* Directions:
From the records below, extract only the lines running from the line with "of the man." to the line with "the bald man.", both lines included, reproducing them exactly.

* Supplied information:
= Beginning of Section =

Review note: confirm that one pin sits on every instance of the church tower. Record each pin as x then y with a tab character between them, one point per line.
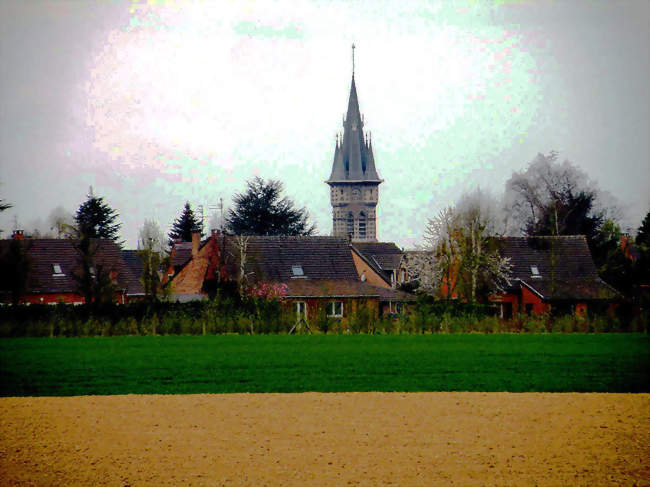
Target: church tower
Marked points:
354	182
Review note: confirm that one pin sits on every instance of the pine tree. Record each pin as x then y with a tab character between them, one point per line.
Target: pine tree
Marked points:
95	219
262	211
183	227
643	235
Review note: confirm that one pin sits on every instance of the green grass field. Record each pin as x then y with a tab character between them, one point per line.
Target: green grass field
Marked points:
280	363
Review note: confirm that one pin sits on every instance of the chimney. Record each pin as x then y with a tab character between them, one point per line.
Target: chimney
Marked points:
196	242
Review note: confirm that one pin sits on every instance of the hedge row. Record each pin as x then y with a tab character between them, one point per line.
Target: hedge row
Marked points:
262	317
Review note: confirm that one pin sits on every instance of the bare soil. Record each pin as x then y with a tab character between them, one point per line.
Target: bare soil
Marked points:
327	439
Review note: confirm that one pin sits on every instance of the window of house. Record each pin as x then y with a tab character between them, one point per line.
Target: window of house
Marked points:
301	310
335	309
362	225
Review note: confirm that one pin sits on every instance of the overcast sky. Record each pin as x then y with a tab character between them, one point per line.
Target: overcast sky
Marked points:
157	104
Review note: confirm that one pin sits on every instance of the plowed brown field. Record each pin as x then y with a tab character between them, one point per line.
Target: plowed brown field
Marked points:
327	439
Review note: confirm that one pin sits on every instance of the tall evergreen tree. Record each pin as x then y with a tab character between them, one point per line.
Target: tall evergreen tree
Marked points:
15	267
262	210
185	224
643	234
95	219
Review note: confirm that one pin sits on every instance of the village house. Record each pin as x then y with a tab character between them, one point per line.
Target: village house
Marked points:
314	273
54	263
552	275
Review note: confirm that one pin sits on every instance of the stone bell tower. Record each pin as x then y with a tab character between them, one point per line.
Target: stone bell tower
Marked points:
354	182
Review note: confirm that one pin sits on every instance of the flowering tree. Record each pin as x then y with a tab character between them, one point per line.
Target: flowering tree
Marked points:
462	239
268	292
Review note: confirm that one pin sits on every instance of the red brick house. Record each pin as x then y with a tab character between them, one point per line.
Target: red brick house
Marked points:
552	274
53	263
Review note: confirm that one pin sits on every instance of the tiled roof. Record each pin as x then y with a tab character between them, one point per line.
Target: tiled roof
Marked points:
45	253
182	253
386	255
271	259
332	288
565	268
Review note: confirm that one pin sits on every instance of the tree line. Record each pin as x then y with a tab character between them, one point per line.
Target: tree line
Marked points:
457	257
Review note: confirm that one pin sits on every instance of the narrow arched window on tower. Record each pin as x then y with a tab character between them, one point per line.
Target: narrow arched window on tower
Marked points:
362	225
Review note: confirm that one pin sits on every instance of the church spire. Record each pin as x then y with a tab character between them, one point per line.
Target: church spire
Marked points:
354	153
354	182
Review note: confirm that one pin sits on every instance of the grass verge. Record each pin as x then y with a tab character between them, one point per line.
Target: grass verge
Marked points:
281	363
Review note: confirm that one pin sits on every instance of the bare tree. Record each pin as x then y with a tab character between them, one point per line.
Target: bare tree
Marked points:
463	240
151	249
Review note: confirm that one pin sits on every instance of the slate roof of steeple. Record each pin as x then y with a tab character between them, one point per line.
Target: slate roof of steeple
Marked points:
353	156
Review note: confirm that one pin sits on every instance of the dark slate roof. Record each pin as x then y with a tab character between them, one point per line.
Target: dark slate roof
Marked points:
353	156
271	259
330	288
566	268
44	253
395	295
386	255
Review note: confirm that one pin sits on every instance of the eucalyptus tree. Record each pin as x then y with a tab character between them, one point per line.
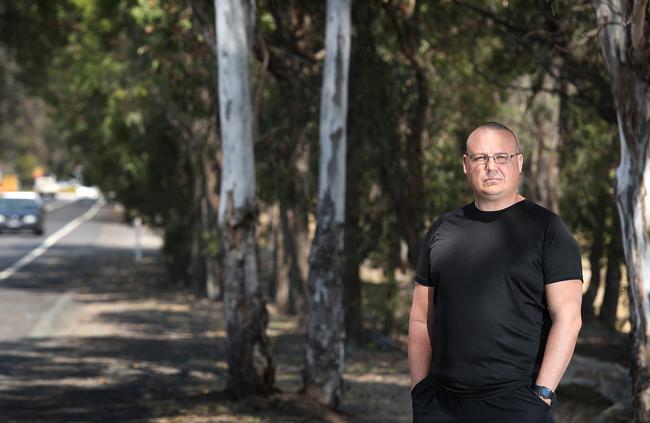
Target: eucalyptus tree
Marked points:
325	353
624	27
250	366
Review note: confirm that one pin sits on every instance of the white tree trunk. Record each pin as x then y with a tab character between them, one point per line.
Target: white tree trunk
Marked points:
250	367
623	26
326	331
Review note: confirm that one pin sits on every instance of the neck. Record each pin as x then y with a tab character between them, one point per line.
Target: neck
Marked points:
489	204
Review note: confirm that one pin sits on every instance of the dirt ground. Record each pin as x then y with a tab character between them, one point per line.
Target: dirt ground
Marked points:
132	347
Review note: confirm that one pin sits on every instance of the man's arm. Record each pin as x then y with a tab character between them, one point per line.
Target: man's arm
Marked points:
564	301
419	346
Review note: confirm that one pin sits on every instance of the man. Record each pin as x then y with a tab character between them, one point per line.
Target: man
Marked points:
496	304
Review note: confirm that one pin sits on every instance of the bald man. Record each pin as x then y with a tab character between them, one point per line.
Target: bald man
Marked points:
496	304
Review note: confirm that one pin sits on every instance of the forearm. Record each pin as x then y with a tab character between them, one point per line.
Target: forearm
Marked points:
419	350
559	349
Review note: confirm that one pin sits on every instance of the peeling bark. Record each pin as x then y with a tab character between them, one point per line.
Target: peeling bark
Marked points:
250	368
323	377
623	27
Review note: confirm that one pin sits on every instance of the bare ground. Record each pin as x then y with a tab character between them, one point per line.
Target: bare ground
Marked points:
131	347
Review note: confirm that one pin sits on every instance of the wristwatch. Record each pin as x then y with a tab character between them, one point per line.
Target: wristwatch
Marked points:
543	391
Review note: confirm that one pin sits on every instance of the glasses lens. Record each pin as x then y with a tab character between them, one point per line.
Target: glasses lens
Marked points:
478	158
502	158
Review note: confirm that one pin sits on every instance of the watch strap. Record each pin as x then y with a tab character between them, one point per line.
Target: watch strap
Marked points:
543	391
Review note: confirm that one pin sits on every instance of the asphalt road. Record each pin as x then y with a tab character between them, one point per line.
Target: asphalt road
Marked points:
39	274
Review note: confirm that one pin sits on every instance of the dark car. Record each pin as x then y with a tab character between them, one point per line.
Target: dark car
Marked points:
21	210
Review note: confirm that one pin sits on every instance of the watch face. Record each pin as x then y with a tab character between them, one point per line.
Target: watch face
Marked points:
544	391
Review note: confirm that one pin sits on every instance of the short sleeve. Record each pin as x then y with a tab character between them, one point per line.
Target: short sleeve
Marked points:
561	258
423	269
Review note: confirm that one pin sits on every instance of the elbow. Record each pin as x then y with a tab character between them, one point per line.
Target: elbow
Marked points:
571	322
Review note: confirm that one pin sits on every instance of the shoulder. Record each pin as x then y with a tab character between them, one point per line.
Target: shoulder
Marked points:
547	218
442	220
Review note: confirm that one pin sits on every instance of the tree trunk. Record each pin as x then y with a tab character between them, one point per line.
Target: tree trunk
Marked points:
623	26
250	368
595	255
613	276
546	112
290	294
404	183
323	376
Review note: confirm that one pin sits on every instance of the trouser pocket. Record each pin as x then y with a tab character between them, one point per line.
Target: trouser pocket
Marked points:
420	391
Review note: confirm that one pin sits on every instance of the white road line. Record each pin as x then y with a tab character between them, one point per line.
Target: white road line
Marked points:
51	240
51	207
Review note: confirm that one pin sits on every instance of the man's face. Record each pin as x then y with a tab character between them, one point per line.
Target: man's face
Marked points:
490	180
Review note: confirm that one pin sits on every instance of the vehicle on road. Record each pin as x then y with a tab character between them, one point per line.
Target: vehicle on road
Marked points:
21	210
46	186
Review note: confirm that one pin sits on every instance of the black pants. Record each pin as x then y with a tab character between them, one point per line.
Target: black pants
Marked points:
431	404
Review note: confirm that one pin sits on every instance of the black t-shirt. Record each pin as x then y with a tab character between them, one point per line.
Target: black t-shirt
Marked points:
488	270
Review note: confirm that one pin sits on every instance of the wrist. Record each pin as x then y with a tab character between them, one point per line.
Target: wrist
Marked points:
543	392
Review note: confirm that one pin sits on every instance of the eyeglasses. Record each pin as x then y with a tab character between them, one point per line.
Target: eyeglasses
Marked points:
501	158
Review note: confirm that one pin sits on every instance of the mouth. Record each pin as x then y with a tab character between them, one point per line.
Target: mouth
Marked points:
491	181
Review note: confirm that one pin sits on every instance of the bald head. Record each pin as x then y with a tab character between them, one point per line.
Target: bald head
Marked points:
491	126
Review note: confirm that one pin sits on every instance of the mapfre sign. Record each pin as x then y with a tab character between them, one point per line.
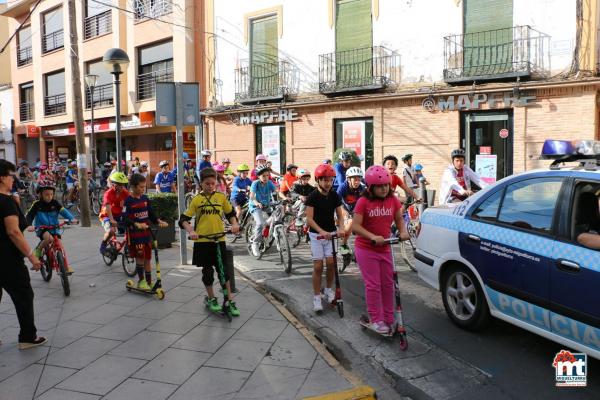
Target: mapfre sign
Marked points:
266	117
474	102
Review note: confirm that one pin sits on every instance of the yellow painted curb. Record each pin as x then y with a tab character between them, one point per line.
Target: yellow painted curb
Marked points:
357	393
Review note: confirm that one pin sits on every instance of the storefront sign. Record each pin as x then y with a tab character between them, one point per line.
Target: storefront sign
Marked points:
271	146
486	166
266	117
467	102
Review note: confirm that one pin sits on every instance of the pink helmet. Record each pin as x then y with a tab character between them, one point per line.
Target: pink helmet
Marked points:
377	175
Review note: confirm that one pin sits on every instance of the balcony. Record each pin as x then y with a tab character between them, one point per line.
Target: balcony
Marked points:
497	54
97	25
363	69
152	8
103	96
146	83
26	112
265	81
54	105
52	41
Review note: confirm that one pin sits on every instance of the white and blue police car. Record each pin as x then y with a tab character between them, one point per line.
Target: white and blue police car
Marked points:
512	250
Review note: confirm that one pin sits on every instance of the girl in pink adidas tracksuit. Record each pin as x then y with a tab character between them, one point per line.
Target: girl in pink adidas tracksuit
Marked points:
373	216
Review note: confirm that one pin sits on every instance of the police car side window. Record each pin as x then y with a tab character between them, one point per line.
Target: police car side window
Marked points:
530	204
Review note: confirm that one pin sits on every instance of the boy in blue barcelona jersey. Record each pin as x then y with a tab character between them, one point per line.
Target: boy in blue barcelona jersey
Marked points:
164	180
137	215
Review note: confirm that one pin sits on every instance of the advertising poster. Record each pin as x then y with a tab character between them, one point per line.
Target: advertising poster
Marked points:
486	166
354	137
270	145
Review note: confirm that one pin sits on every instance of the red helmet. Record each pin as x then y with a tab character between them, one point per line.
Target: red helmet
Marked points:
377	175
324	171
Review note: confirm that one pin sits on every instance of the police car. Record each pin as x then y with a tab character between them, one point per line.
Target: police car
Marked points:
511	250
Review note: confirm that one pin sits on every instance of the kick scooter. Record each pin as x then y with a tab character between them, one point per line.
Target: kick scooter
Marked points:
337	300
397	329
156	289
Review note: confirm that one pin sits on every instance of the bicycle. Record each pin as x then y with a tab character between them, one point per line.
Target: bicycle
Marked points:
55	258
273	231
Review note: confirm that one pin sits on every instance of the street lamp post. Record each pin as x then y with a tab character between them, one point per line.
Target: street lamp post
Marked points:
91	81
116	60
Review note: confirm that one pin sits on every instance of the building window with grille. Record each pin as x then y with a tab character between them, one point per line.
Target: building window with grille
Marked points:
54	88
155	65
24	55
52	30
26	102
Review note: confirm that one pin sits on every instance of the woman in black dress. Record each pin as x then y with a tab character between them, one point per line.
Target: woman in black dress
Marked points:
14	276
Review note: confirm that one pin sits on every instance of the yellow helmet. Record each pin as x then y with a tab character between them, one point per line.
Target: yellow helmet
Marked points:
119	177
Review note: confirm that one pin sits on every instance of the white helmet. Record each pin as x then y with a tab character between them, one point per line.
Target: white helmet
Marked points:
354	171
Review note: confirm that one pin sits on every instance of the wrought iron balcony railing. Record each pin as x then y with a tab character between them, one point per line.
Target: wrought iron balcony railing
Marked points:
103	96
366	68
52	41
54	105
98	25
520	51
265	81
26	112
24	56
146	83
152	8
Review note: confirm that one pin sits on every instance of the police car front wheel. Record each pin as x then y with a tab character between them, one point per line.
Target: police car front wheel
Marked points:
463	298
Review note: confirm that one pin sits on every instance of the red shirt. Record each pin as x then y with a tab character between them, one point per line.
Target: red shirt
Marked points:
116	202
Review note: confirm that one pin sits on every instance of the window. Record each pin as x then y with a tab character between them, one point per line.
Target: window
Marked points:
530	204
26	101
155	65
55	100
52	37
103	91
24	56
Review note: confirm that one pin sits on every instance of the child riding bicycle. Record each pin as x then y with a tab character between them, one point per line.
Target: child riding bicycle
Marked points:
137	216
373	216
112	206
45	212
321	207
207	208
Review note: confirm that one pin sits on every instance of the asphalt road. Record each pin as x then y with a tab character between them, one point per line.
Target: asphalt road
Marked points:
442	361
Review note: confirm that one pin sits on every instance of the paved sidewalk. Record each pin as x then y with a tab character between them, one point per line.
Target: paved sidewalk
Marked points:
104	342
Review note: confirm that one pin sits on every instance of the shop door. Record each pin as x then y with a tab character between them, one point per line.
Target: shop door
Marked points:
488	141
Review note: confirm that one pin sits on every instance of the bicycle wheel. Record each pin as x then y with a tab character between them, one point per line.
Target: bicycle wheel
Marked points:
64	277
128	262
285	253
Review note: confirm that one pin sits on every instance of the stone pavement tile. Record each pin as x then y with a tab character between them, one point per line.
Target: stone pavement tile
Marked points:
289	352
68	332
260	330
104	314
204	338
242	355
82	352
156	309
58	394
273	382
136	389
173	366
145	345
268	311
15	360
322	379
177	322
123	328
212	383
103	375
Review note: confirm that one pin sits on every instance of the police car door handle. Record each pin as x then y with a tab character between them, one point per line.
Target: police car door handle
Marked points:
569	266
474	238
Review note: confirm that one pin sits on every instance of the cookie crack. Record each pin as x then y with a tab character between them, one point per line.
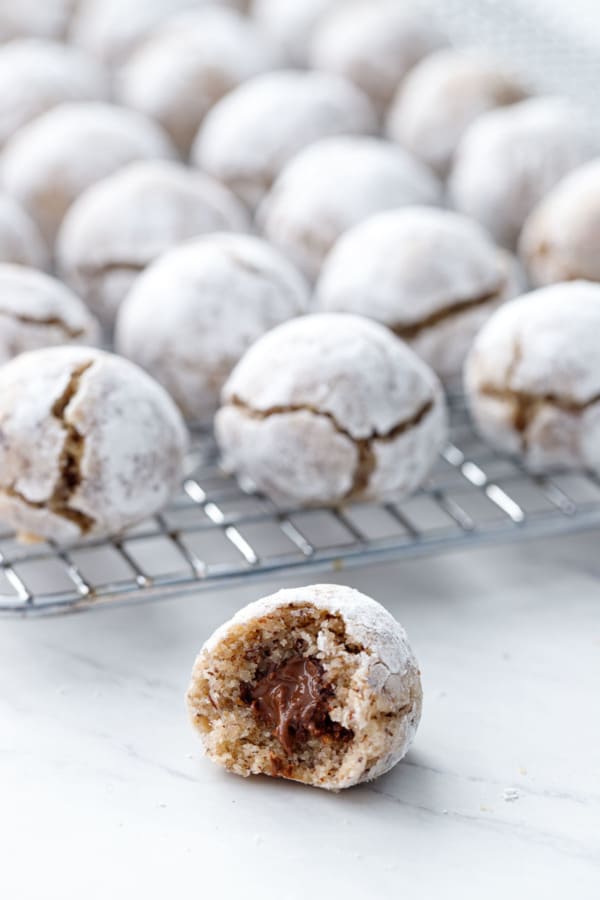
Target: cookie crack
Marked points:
366	459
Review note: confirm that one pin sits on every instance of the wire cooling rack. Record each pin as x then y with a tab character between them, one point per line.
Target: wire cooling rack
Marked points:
216	532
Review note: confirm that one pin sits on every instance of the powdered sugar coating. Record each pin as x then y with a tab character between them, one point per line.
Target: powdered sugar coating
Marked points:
333	185
20	239
305	423
50	161
533	377
121	224
406	267
374	43
36	75
509	158
559	241
132	443
183	68
441	96
387	662
191	316
250	134
39	311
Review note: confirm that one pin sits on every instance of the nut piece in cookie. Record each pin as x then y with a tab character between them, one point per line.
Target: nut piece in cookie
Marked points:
533	377
317	684
89	444
434	277
329	408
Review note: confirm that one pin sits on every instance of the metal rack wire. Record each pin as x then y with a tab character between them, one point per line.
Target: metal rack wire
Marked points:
216	532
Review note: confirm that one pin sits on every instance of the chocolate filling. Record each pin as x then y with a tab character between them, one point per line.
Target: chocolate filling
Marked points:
292	700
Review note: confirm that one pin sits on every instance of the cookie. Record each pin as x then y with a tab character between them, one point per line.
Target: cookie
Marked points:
316	684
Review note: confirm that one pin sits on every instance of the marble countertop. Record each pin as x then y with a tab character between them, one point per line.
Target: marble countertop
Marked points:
104	793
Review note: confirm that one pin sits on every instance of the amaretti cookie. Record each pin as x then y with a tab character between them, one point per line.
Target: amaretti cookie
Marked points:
509	158
89	444
183	68
330	408
374	43
533	377
441	96
434	277
190	317
561	238
50	161
334	184
250	134
36	75
122	223
316	684
39	311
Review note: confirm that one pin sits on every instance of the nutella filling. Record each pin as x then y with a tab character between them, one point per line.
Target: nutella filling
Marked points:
292	701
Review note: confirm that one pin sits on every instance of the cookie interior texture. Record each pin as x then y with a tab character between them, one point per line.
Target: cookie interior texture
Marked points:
278	696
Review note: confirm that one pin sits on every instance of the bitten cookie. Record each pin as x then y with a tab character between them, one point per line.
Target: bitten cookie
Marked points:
335	184
249	135
191	316
509	158
533	377
329	408
433	277
316	684
121	224
89	444
39	311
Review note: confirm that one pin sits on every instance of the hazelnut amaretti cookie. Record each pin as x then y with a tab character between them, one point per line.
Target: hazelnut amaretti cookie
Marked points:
316	684
533	377
330	408
89	444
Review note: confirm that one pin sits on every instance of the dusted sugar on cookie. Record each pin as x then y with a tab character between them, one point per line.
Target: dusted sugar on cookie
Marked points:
121	224
20	239
39	311
192	315
433	277
36	75
374	43
316	684
250	134
50	161
330	408
509	158
335	184
533	377
441	97
561	238
89	444
188	64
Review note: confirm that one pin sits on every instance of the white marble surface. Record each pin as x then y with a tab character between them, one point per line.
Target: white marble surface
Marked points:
104	794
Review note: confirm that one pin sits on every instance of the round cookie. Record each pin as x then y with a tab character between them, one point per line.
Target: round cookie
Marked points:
317	684
373	43
533	377
560	239
183	68
434	277
509	158
50	161
441	97
250	134
39	311
192	315
90	444
330	408
36	75
121	224
20	239
335	184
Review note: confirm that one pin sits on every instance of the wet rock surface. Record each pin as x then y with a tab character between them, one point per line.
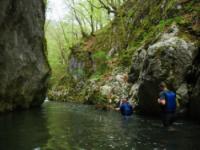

= End of Section =

* Exercise response:
Review note: confirm that one pin sits on every instance of the man. Record each pin as x then y with a tab character between them, one point per line.
Target: man
Marked points:
496	304
Review note: confirm that one pin sits on every instance of the bald man. Record each pin as x then y with a tab character between them, one point per line.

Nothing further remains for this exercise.